_Text_.
Karbala (Iraq)- Dressed in black, 21 million pilgrims from around the world massed in the Karbala on Saturday for the Arba’een.
Arbaeen marks the end of the 40-day mourning period for the 7th-century massacre of Imam Hussain and his kith and kin by the forces of tyrant Yazid.
The annual commemoration of the event sees men and women from across Iraq and beyond travel to Karbala, where Imam Hussain and his brother Hazrat Abbas bin Ali are buried, for one of the world’s largest religious gatherings.
After two years marked by the Covid pandemic and border restrictions, 21.2 million pilgrims have flocked to the city in central Iraq this week, said the organisation that manages Abol Fazal Abbas’ mausoleum.
Among them are five million foreigners, including a record of more than three million from neighbouring Iran, according to authorities in the two countries.
On the esplanade linking the mausoleums of Imam Hussein and Abol Fazal Abbas, devout recited prayers on Saturday.
Groups of men beat their chests to the rhythm of chants and the din of war drums, some of them slowly making their way around the two mausoleums.

Collected data:
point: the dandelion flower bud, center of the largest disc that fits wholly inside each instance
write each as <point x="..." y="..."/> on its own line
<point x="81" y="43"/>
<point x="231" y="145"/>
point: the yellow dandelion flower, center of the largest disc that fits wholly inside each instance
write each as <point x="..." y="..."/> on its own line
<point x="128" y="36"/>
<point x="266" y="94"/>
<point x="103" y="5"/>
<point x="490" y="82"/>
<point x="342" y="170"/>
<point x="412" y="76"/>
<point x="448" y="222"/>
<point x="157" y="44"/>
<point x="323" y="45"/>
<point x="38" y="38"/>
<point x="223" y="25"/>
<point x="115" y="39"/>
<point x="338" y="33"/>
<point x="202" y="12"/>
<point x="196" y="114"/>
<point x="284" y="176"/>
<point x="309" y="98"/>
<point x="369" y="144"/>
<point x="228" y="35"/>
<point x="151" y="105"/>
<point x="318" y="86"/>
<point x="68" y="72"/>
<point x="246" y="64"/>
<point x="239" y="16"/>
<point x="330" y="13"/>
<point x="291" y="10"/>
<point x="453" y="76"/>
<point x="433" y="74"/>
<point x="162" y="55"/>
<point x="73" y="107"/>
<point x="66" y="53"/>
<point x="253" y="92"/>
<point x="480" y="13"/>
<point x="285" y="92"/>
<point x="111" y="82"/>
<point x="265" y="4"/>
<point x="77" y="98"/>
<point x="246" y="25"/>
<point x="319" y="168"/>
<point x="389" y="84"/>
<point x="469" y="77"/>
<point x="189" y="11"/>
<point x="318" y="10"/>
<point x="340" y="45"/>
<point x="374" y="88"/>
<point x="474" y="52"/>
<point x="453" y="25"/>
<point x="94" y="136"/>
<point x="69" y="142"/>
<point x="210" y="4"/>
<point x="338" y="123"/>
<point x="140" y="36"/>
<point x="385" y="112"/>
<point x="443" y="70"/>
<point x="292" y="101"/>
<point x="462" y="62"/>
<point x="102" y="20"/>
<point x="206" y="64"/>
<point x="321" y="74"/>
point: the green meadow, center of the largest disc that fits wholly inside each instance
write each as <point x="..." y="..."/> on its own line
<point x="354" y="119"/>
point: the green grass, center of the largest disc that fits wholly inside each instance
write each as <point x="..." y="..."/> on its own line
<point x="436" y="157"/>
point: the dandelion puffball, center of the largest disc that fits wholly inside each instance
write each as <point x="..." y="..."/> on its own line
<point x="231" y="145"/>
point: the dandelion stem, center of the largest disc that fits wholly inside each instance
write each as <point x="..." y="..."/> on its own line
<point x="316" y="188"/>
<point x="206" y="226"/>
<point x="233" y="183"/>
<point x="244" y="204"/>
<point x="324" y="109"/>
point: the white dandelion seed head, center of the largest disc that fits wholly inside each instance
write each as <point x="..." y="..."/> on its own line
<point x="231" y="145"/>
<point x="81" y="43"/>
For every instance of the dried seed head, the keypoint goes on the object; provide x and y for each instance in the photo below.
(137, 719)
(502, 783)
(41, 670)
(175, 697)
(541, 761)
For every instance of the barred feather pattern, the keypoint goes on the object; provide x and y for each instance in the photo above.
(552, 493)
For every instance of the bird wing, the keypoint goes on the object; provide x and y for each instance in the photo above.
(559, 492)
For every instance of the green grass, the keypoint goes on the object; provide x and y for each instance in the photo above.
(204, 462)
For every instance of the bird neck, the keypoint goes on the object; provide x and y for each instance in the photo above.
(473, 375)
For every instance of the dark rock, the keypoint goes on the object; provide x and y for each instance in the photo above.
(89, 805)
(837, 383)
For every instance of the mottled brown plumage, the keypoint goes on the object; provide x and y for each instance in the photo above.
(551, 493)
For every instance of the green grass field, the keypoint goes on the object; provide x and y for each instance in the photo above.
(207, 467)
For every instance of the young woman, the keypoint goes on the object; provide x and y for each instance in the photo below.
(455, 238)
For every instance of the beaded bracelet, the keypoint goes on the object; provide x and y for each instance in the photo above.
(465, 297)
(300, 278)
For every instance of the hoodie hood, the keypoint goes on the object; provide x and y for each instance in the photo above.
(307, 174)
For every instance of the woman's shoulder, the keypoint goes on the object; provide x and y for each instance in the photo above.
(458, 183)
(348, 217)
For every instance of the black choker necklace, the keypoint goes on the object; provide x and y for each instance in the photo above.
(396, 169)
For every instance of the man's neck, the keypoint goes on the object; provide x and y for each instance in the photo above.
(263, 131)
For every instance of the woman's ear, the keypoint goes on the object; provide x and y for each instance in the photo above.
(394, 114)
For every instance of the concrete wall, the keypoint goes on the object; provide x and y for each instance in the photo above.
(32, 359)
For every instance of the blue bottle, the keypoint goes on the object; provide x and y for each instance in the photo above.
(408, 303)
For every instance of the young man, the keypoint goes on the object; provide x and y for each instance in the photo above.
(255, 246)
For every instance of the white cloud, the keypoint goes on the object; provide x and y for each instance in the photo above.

_Problems to work on_.
1. Summarize the Arbaeen article in two sentences.
2. Using the Arbaeen article, answer each question on its own line:
(a) How many days long is the mourning period that Arbaeen ends?
(b) Besides Imam Hussain, who is buried in Karbala?
(c) How many pilgrims came from Iran?
3. Extend the Arbaeen article beyond its last sentence.

_Per-task outputs_.
1. Around 21 million black-clad pilgrims, including five million foreigners, gathered in Karbala for Arbaeen, which marks the end of the 40-day mourning period for the 7th-century massacre of Imam Hussain and his kin by Yazid's forces. Coming after two years marked by Covid and border restrictions, the event drew a record of more than three million Iranians, and pilgrims prayed and beat their chests around the mausoleums of Imam Hussain and Abol Fazal Abbas.

2.
(a) 40 days.
(b) His brother Hazrat Abbas bin Ali.
(c) More than three million, a record.

3.
The pilgrims waved black and red flags and banners and chanted Labayk Ya Hussain (We Have Come O Hussain).
Since the overthrow of dictator Saddam Hussein in 2003, participation in Arba’een has been steadily increasing.
“Arba’een means different things to different people,” said Alex Shams, a doctoral student at the University of Chicago who specialises in Shia politics.
“For Iraqi Shias it’s very much an expression of their freedom after years of dictatorship and also pride in their Shia identity,” he told AFP. For others it’s an occasion to demonstrate Shia resurgence in the face of tears of suppression and unabated onslaughts by the groups like Daesh.